What the exercise asks —
Produce a verbatim copy of the following records, leaving out all pictures.

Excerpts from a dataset

═══

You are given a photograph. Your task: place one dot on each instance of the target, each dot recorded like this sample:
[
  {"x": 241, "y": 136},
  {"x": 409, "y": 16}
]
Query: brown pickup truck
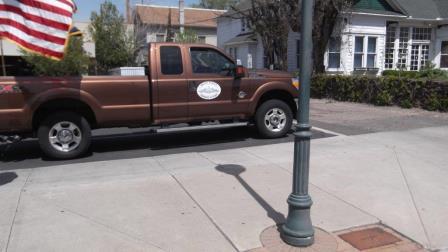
[{"x": 185, "y": 83}]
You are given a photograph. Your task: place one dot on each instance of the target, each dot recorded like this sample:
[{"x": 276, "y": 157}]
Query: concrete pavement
[{"x": 223, "y": 200}]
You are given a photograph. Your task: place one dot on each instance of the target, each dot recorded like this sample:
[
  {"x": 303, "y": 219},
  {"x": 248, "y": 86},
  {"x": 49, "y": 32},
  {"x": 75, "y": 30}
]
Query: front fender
[{"x": 60, "y": 93}]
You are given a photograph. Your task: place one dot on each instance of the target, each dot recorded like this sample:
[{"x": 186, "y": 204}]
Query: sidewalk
[{"x": 223, "y": 200}]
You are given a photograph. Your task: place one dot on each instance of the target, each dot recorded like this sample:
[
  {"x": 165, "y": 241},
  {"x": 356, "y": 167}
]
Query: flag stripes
[{"x": 41, "y": 26}]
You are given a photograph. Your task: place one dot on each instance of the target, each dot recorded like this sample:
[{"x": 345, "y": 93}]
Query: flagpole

═══

Reply to the exercise —
You are given a photograph. Your task: place one dot on each instance of the target, each dot recorded like this sample:
[
  {"x": 241, "y": 136},
  {"x": 409, "y": 16}
]
Query: brown pickup truck
[{"x": 185, "y": 83}]
You are given a photograph. Your task: place one dot on each instance of the target, each dot recorded like this sample:
[{"x": 276, "y": 157}]
Query: concrete pavement
[{"x": 223, "y": 200}]
You are given a photograph. Your task: place one dot on each instance of the target, each dot recorded like this sample:
[
  {"x": 303, "y": 219},
  {"x": 248, "y": 86},
  {"x": 49, "y": 32},
  {"x": 75, "y": 30}
]
Query: front fender
[{"x": 60, "y": 93}]
You are given a photograph. Your task: place one dot on each instance of the target, each dot recorded like this sample:
[{"x": 186, "y": 204}]
Query: sidewalk
[{"x": 223, "y": 200}]
You are given a photograph. Your task: place one dot on each instance of the target, each dot recorded like this sample:
[
  {"x": 165, "y": 241},
  {"x": 356, "y": 167}
]
Query: flag stripes
[{"x": 41, "y": 26}]
You are given a photograph. Your task: place one dot on each instance of the target, each dot recorded like this sample:
[{"x": 345, "y": 93}]
Query: flagpole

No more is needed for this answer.